═══ PAGE EXTRACT ═══

I’m thrilled to be returning to Basel this summer to present at the conference formerly known as CQCON: CONNECT Web Experience. This year I’ll be speaking about building and managing mobile applications within AEM, with a focus on the technical details of the solution.

To frame the context of the integration between AEM and PhoneGap, I told a story of a hypothetical company looking to extend the reach of their content by building a mobile app. Since presenting at both Adobe SUMMIT and AEMHub, I’ve had a chance to work with some real, non-hypothetical customers, and have selected a few themes from these experiences to highlight for an audience of highly-technical AEM pros.

═══ DATASET CONTENT ═══

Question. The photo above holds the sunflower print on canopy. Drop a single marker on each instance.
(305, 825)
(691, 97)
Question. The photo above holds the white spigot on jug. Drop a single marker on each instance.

═══

§ **THE PROBLEM**:
Carry on the post about the Basel conference talk on AEM mobile apps, starting after its last sentence. The lines above come from a separate source.

§ **WRITTEN RESPONSE**:
Build it yourself, or leverage an existing library? Lean on jQuery/Zepto/xui, or forge on alone? AngularJS, Ember or Backbone? Bacon, ham or sausage? Today’s web developer has options aplenty when it comes to building product - too many even, you might argue. As developers of mobile apps we must choose carefully to ensure we’re simplifying our code base while not restricting our options as the platform evolves. We need to be conscious that all the processing power and memory available to our app will fit into our user’s pocket (‘Note’ users excluded). We must recognize that expectations of a mobile app are very different from that of the web, especially with regard to offline availability of content. As such, the decision of which 3rd party libraries to depend and build upon must be deeper than simply picking the flavour of the week. I’ll dig into the libraries we’ve had success working with and describe the long (and somewhat bumpy) road that led us to them.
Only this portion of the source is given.